Prompt =>
Write out each line exactly as it stands, please.
^^^^^^^^^^^^^^^^
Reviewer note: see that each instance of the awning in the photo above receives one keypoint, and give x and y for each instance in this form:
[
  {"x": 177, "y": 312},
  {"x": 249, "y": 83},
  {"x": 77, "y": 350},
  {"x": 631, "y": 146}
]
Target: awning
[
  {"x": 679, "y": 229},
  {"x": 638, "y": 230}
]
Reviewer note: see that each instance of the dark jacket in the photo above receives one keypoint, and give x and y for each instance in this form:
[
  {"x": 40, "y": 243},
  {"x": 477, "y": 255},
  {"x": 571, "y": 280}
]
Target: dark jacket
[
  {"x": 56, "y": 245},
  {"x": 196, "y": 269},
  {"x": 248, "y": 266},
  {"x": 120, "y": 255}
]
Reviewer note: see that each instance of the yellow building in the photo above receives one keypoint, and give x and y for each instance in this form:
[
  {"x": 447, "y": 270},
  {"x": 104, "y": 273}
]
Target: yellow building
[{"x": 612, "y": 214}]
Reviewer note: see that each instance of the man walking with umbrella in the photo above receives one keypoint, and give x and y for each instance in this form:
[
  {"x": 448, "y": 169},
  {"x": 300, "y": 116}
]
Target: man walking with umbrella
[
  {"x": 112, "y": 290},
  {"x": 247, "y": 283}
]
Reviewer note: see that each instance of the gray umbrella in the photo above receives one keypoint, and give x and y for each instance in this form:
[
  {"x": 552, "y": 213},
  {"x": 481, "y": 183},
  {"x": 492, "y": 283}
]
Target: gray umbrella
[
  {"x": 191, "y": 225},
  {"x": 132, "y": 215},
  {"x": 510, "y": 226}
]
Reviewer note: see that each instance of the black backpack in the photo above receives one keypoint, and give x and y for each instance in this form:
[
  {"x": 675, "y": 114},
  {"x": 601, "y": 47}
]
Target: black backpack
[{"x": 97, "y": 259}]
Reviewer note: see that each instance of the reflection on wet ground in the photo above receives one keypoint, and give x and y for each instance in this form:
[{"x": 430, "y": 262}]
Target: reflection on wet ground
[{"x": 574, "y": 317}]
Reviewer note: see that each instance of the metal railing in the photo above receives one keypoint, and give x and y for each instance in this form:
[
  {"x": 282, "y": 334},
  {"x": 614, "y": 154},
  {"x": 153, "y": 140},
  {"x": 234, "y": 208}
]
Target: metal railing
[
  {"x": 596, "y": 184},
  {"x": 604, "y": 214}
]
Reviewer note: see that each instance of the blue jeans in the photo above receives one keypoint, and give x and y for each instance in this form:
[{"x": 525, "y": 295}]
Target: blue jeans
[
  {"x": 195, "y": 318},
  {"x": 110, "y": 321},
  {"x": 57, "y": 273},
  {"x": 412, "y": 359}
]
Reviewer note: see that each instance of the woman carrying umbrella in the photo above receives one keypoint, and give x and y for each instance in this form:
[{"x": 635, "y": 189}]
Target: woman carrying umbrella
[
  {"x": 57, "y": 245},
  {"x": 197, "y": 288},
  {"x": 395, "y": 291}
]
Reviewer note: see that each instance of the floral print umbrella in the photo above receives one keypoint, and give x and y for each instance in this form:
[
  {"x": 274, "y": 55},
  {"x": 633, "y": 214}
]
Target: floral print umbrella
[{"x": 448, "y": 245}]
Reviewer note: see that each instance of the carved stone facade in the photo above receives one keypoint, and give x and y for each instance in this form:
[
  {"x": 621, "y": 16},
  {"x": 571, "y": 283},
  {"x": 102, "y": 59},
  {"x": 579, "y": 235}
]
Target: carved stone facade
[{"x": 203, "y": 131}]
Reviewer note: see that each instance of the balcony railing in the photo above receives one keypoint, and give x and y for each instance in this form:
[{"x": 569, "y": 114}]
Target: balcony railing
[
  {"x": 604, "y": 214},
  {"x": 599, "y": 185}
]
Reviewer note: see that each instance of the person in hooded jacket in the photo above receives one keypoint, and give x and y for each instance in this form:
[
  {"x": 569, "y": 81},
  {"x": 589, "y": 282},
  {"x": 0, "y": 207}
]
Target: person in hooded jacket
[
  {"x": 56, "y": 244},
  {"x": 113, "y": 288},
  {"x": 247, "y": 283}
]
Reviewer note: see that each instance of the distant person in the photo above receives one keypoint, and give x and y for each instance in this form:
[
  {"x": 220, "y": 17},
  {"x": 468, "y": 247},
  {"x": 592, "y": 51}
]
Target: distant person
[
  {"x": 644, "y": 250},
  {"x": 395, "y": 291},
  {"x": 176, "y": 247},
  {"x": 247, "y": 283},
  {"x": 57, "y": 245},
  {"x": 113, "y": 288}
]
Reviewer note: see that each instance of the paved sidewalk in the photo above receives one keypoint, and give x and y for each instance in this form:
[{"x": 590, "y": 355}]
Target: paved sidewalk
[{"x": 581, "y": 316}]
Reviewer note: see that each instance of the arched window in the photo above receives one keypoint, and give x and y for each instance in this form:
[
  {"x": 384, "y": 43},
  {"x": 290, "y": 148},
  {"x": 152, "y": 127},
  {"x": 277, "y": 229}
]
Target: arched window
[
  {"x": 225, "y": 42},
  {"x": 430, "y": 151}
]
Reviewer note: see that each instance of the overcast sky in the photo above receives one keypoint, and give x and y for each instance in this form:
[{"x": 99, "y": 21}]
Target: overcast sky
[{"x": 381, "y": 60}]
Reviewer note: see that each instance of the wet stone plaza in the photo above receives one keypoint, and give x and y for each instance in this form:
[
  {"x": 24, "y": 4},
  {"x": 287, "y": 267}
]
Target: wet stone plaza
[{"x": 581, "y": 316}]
^^^^^^^^^^^^^^^^
Problem solution =>
Reviewer note: see that each instance of the awning in the photo above receives one keypoint, and give x and y for each instance in this form:
[
  {"x": 177, "y": 312},
  {"x": 249, "y": 83},
  {"x": 77, "y": 350},
  {"x": 631, "y": 146}
]
Target: awning
[
  {"x": 679, "y": 229},
  {"x": 638, "y": 230}
]
Reviewer note: see that each instance of the dark jacket in the photo above receives one keypoint, and give x and y for each instance in this form:
[
  {"x": 40, "y": 243},
  {"x": 477, "y": 255},
  {"x": 571, "y": 280}
]
Target: dark jacket
[
  {"x": 56, "y": 245},
  {"x": 196, "y": 269},
  {"x": 248, "y": 266},
  {"x": 120, "y": 255}
]
Reviewer note: see that each instance of the yellow building in the photo above receives one keypoint, and give x and y for each instance in this form:
[
  {"x": 447, "y": 270},
  {"x": 104, "y": 273}
]
Target: yellow building
[{"x": 612, "y": 214}]
Reviewer note: see that each instance of the man walking with umbrella in the photo above receives one keypoint, and give x and y for each instance in this form:
[
  {"x": 448, "y": 169},
  {"x": 300, "y": 116}
]
Target: man walking with umbrella
[
  {"x": 112, "y": 290},
  {"x": 247, "y": 283}
]
Reviewer note: see that each instance of the gray umbrella in the photo above receives one keypoint, and give x and y for each instance in this form:
[
  {"x": 552, "y": 213},
  {"x": 481, "y": 183},
  {"x": 492, "y": 283}
]
Target: gray umbrella
[
  {"x": 191, "y": 225},
  {"x": 132, "y": 215},
  {"x": 510, "y": 226}
]
Reviewer note: see that each instance of the black backpack in the photo above receives one keypoint, and give x and y for each instance in this form:
[
  {"x": 675, "y": 114},
  {"x": 601, "y": 47}
]
Target: black backpack
[{"x": 97, "y": 259}]
Reviewer note: see that each instance of the reflection on wet ground in the photo above receives one keypoint, and give x and y for each instance in this form:
[{"x": 430, "y": 262}]
Target: reflection on wet ground
[{"x": 574, "y": 317}]
Reviewer note: see that each instance of the metal railing in the photo above receives one keypoint, and give x and y for each instance in this form:
[
  {"x": 282, "y": 334},
  {"x": 614, "y": 154},
  {"x": 153, "y": 140},
  {"x": 234, "y": 208}
]
Target: metal railing
[
  {"x": 596, "y": 184},
  {"x": 604, "y": 214}
]
Reviewer note: see that each instance of the blue jeans in the photo above receives one keypoint, and give x and y for each instance in this form:
[{"x": 525, "y": 295}]
Target: blue jeans
[
  {"x": 195, "y": 318},
  {"x": 110, "y": 321},
  {"x": 57, "y": 273},
  {"x": 412, "y": 359}
]
Reviewer note: see that each instance of the woman carrying umbrella in the photo above receives one keypoint, and give x and y for each instance in this form:
[{"x": 635, "y": 189}]
Target: woman carrying umbrella
[
  {"x": 57, "y": 245},
  {"x": 197, "y": 288},
  {"x": 395, "y": 291}
]
Reviewer note: see that each instance of the floral print umbrella in the photo above receives one keypoint, and give x and y for each instance in this form:
[
  {"x": 274, "y": 55},
  {"x": 633, "y": 214}
]
Target: floral print umbrella
[{"x": 448, "y": 245}]
Reviewer note: see that each instance of the carved stone facade in the photo above receives one keypoint, and give x and y for each instance in this form:
[
  {"x": 621, "y": 16},
  {"x": 571, "y": 283},
  {"x": 102, "y": 59},
  {"x": 579, "y": 235}
]
Target: carved stone facade
[{"x": 203, "y": 131}]
Reviewer note: see that each instance of the balcony railing in the photo above receives one keypoint, and give x and y for each instance in this form:
[{"x": 569, "y": 114}]
Target: balcony railing
[
  {"x": 604, "y": 214},
  {"x": 599, "y": 185}
]
Reviewer note: see that each instance of the person in hooded jacket in the photo above receives one keypoint, and give x and y for each instance in this form:
[
  {"x": 569, "y": 81},
  {"x": 589, "y": 282},
  {"x": 0, "y": 207}
]
Target: person in hooded jacket
[
  {"x": 56, "y": 244},
  {"x": 113, "y": 288},
  {"x": 247, "y": 283}
]
Reviewer note: see that each instance of the distant person in the photo above receives one keypoint, and give x and y for each instance in this form:
[
  {"x": 220, "y": 17},
  {"x": 468, "y": 247},
  {"x": 592, "y": 51}
]
Target: distant person
[
  {"x": 644, "y": 250},
  {"x": 395, "y": 291},
  {"x": 176, "y": 247},
  {"x": 247, "y": 283},
  {"x": 57, "y": 245},
  {"x": 113, "y": 288}
]
Reviewer note: see that each instance of the paved sidewalk in the photo above receives one keypoint, and give x and y for each instance in this form:
[{"x": 590, "y": 355}]
Target: paved sidewalk
[{"x": 581, "y": 316}]
Reviewer note: see that each instance of the arched window in the photo above receives one keypoint, and give x and y for each instance in this form:
[
  {"x": 384, "y": 43},
  {"x": 290, "y": 148},
  {"x": 152, "y": 127},
  {"x": 277, "y": 229}
]
Target: arched window
[
  {"x": 225, "y": 42},
  {"x": 430, "y": 151}
]
Reviewer note: see that each instance of the overcast sky in the photo above receives one keypoint, and give x and y for each instance in this form:
[{"x": 99, "y": 21}]
Target: overcast sky
[{"x": 381, "y": 60}]
Reviewer note: see that each instance of the wet stone plaza in the photo above receives one keypoint, and give x and y for each instance in this form:
[
  {"x": 24, "y": 4},
  {"x": 287, "y": 267}
]
Target: wet stone plaza
[{"x": 581, "y": 316}]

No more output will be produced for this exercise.